### WHAT YOU NEED TO DO
The exercise calls for every entry that follows to be repeated exactly.

### MATERIAL PROVIDED

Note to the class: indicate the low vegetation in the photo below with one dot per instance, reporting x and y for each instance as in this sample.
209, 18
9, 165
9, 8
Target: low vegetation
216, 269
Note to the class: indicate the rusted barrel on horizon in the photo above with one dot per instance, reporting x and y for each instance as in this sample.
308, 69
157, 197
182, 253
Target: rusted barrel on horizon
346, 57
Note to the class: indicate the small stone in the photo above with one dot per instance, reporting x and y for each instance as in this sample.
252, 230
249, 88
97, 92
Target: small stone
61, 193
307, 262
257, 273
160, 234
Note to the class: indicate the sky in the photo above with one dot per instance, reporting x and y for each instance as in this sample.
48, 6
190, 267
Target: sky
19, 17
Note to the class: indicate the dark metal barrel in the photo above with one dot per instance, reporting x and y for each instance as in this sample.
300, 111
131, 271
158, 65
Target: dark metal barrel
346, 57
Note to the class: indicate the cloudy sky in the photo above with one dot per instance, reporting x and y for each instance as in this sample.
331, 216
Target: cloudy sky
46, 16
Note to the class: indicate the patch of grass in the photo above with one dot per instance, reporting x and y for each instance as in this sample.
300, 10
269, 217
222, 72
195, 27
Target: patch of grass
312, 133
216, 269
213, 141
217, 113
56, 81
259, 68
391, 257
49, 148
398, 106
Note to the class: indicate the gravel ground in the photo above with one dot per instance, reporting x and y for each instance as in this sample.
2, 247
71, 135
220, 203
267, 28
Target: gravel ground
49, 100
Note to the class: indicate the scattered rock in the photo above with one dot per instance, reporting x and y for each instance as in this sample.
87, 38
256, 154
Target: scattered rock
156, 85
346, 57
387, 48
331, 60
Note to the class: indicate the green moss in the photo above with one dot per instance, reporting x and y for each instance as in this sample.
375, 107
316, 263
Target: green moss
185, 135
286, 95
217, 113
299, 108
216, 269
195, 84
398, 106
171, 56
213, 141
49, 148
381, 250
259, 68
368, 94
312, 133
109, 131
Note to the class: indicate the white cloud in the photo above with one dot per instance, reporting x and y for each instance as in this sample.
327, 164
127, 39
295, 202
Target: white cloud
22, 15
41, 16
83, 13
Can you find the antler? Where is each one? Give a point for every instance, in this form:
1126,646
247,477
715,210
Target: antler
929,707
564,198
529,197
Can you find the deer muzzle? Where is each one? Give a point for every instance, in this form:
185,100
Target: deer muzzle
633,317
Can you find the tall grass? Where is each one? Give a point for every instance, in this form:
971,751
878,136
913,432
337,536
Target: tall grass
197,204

### TASK RESULT
Note to the class: indicate the low vegetation in the photo below with one dot per instance, reporting x and y for each instance as in this sample.
209, 18
9, 165
9, 8
Target: low vegetation
216, 269
Note to the class: indicate the rusted barrel on horizon in the photo above with one dot per instance, reporting x and y for each instance as in this sample.
308, 69
157, 197
182, 253
Target: rusted barrel on horizon
346, 57
Note to the class: indicate the small stone in the photo above with one dot per instance, reporting x and y for each instance as in this sample.
252, 230
249, 88
97, 92
Target: small stone
61, 193
307, 262
257, 273
160, 234
Note to the class: indicate the sky in the photo above with one dot per instance, reporting x and y for each instance as in this sample.
48, 6
190, 267
Target: sky
19, 17
Note to the class: indicate the dark metal barrel in the photo above with one dot per instance, reporting x and y for each instance as in this sample.
300, 111
131, 271
158, 65
Target: dark metal barrel
346, 57
Note to the class: indicate the cloudy sky in the photo above with one dot per instance, reporting x and y for each instance as in this sample.
331, 216
Target: cloudy sky
46, 16
Note to the class: indicate the patch of grass in the photo above with one dot per instance, reporting x and y for each instance as in this sample.
300, 10
269, 217
222, 72
195, 27
Target: patch of grass
312, 133
216, 269
213, 141
217, 113
56, 81
259, 68
391, 257
49, 148
398, 106
Note to the class: indicate the gravel ground in the photo above with one dot per instance, reporting x and y for each instance as in this sample.
2, 247
71, 135
220, 203
267, 28
Target: gravel ground
49, 100
Note to the class: indicate the scattered rock in the photo above with one dot per instance, reporting x and y for each instance as in this sample.
87, 38
256, 154
Target: scattered rock
156, 85
346, 57
387, 48
331, 60
Note to the class: indicate the green moss in the photo above with one dot per instance, reporting x and y for each instance as in this sample.
375, 107
316, 263
Target: green moss
185, 135
286, 95
217, 113
299, 108
216, 269
195, 84
398, 106
171, 56
213, 141
49, 148
381, 250
259, 68
368, 94
312, 133
109, 131
Note to the class: indicate the white cloud in the photo above with one dot per instance, reporting x and y for each instance as in this sample.
327, 164
127, 39
295, 202
Target: white cloud
22, 15
41, 16
83, 13
Can you find the antler? Where is each one? Give a point for every instance, in this form:
1126,646
247,477
715,210
Target: antler
929,707
564,198
529,197
Can you find the deer muzzle? Where is each one? Give a point for every instance, in this form:
185,100
Target: deer muzzle
633,317
Can you find the tall grass? Where is each one? Give a point for every instance, in this form:
971,751
878,136
913,432
337,536
Target: tall grass
197,204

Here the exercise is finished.